TASK :: Copy the material below line for line, changing nothing.

RECORDS SHOWN ::
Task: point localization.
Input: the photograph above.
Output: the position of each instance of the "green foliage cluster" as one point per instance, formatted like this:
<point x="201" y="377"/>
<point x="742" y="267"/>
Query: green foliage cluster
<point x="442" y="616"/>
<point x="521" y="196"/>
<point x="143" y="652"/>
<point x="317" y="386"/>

REPLY TO THE EXERCISE ::
Task: point localization.
Input: the photograph above.
Output: the position of each instance of the "green foliage cluster" as one point per instance, formatted like this:
<point x="201" y="377"/>
<point x="742" y="267"/>
Query: green foliage cluster
<point x="442" y="616"/>
<point x="521" y="196"/>
<point x="143" y="652"/>
<point x="317" y="386"/>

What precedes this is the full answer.